-- Extrait fourni --
Toutes les savantes et multiples recherches sur les rapports de la miniature et de la peinture murale peuvent amener aux mêmes conclusions de méthode : une coïncidence n'est pas une preuve, dès que l'on a arbitrairement éliminé l'une des composantes de l'œuvre, que ce soit l'iconographie, le style ou l'échelle. Cependant, il y a là une voie fructueuse, à condition d'en connaître les limites. La miniature peut donner l'explication de sources iconographiques : des exemples peuvent être cités parmi les recherches récentes, comme l'analogie des peintures de Saint-Julien de Tours avec un manuscrit du Pentateuque de cette même ville.

   Ce peut être soit une simple analogie, soit une inspiration plus directe, que l'on peut imaginer par les rapports des clercs et des peintres.

   Il peut être question d'une convergence plus vaste, celle du style. On a souvent parlé — parfois avec excès — de la comparaison à faire entre la peinture murale de l'ouest de la France et 2 manuscrits de vies de saints : ceux de Saint-Aubin d'Angers et de Sainte-Radegonde de Poitiers. À Montoire, il n'est pas exclu de penser à tel manuscrit de la Trinité de Vendôme. Surtout, les manuscrits ottoniens et anglo-saxons ont donné lieu à de multiples réflexions : ils reflètent souvent une transmission de formes anciennes et, au-delà même, une certaine interprétation de la figure et une composition de l'image qui se retrouvent dans la peinture murale. Cela a paru sensible à bon droit dans la nef de Saint-Savin. La racine carolingienne de beaucoup de peintures de l'ouest de la France s'éclaire aussi en feuilletant les manuscrits carolingiens et, plus encore, ceux de tradition carolingienne des scriptoria de cette région.

-- Consigne 1 --
Repérez chaque ligne des enregistrements qui contient la chaîne "swan" et recopiez-la, en respectant la casse.
L'extrait et les enregistrements n'ont aucun lien entre eux.

-- Enregistrements à traiter --

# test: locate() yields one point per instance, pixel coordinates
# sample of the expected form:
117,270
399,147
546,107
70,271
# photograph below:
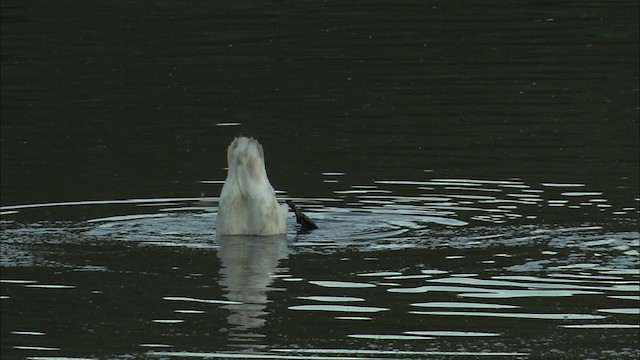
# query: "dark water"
473,169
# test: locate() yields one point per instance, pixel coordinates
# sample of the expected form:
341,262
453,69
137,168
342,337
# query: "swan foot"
306,224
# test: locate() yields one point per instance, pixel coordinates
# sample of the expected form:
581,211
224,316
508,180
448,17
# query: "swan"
248,204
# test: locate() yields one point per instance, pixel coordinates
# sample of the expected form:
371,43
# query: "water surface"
473,170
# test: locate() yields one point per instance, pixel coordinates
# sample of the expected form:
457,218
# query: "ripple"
331,298
464,305
206,301
452,333
602,326
339,308
389,337
540,316
342,284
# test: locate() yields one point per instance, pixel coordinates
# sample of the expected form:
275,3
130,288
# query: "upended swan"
248,204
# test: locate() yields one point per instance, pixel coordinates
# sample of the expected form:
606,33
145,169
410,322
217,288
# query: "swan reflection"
248,263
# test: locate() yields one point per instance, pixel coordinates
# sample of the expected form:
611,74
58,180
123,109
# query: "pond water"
473,171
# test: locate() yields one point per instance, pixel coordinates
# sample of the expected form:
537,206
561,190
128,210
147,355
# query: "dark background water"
451,152
104,100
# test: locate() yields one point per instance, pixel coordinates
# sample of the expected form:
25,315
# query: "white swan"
248,204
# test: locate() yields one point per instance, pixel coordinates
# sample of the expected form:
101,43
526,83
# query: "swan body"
248,204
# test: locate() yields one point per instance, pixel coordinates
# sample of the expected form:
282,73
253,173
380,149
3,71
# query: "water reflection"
248,265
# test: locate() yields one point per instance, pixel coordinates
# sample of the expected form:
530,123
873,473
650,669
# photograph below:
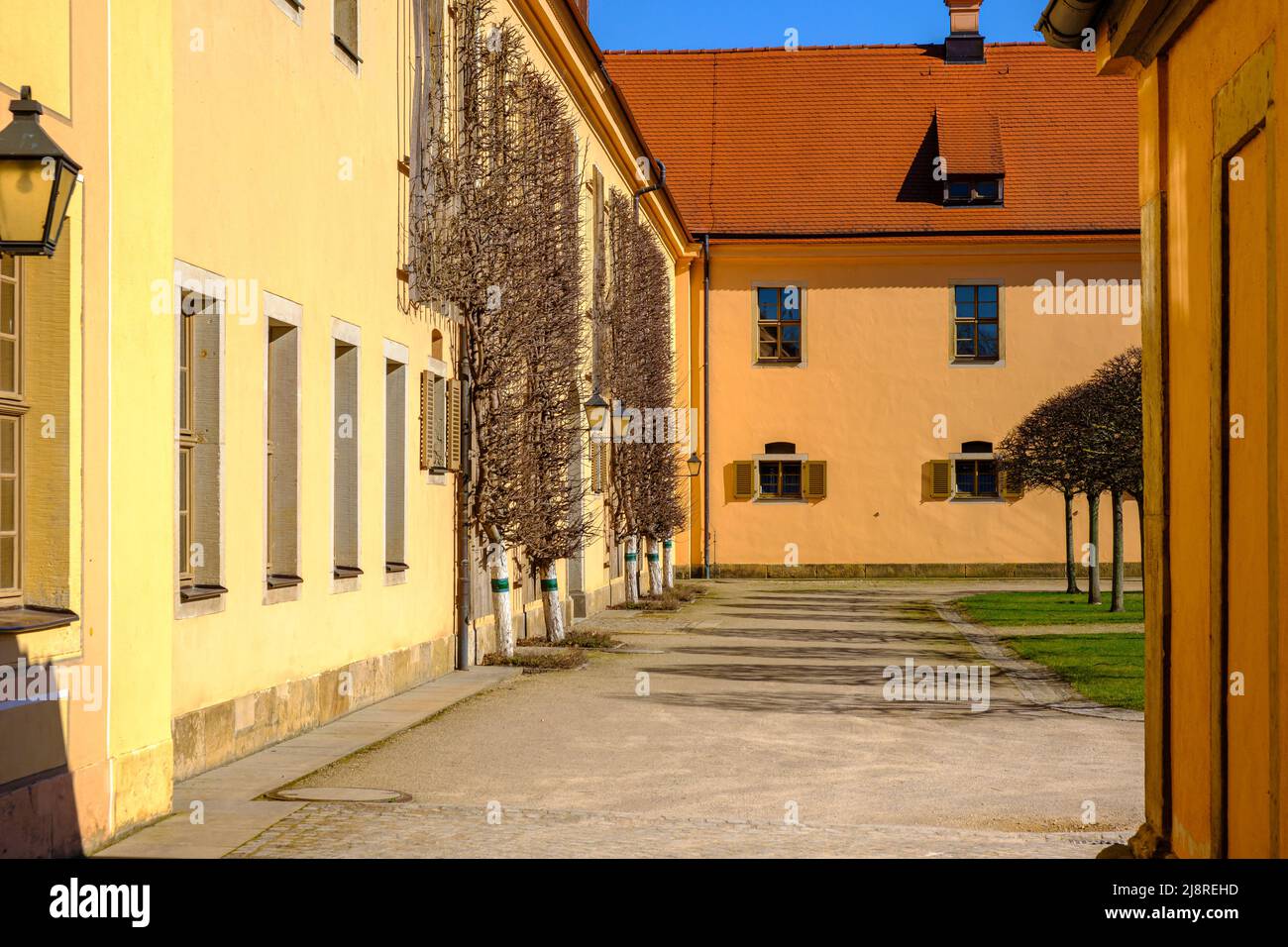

-- Consigne 2 --
Recopiez l'extrait sur la miniature et la peinture murale en commençant par "Toutes les savantes" et en allant jusqu'à "et des peintres.", et remplacez "clercs" par "moines".

-- Réponse complète 1 --
# query: "swan foot"
# query: "swan"
# query: "upended swan"
# query: "swan reflection"
# query: "white swan"
# query: "swan body"

-- Réponse complète 2 --
Toutes les savantes et multiples recherches sur les rapports de la miniature et de la peinture murale peuvent amener aux mêmes conclusions de méthode : une coïncidence n'est pas une preuve, dès que l'on a arbitrairement éliminé l'une des composantes de l'œuvre, que ce soit l'iconographie, le style ou l'échelle. Cependant, il y a là une voie fructueuse, à condition d'en connaître les limites. La miniature peut donner l'explication de sources iconographiques : des exemples peuvent être cités parmi les recherches récentes, comme l'analogie des peintures de Saint-Julien de Tours avec un manuscrit du Pentateuque de cette même ville.

   Ce peut être soit une simple analogie, soit une inspiration plus directe, que l'on peut imaginer par les rapports des moines et des peintres.